Required work: Convert all of the data below into a numbered list, omitting any blank lines.

Stored records:
○ ○ ○ ○ ○ ○ ○
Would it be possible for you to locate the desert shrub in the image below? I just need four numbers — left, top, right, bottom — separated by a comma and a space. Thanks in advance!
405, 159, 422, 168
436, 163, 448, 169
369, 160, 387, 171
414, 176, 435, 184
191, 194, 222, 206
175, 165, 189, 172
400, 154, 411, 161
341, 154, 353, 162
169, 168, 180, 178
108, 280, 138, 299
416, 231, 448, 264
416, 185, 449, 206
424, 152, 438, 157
○ ○ ○ ○ ○ ○ ○
Expected output:
1. Would it be possible for you to locate the desert shrub in the image below? I just need four numbers — left, top, right, bottom — separated by a comma and a space. Thanks in advance!
2. 405, 159, 422, 168
3. 436, 163, 448, 169
4. 369, 160, 387, 171
5. 414, 176, 435, 184
6. 191, 194, 222, 206
7. 175, 165, 189, 172
8. 400, 154, 411, 161
9. 341, 154, 353, 162
10. 169, 168, 180, 178
11. 108, 280, 138, 299
12. 416, 231, 448, 264
13. 416, 185, 449, 206
14. 424, 152, 438, 157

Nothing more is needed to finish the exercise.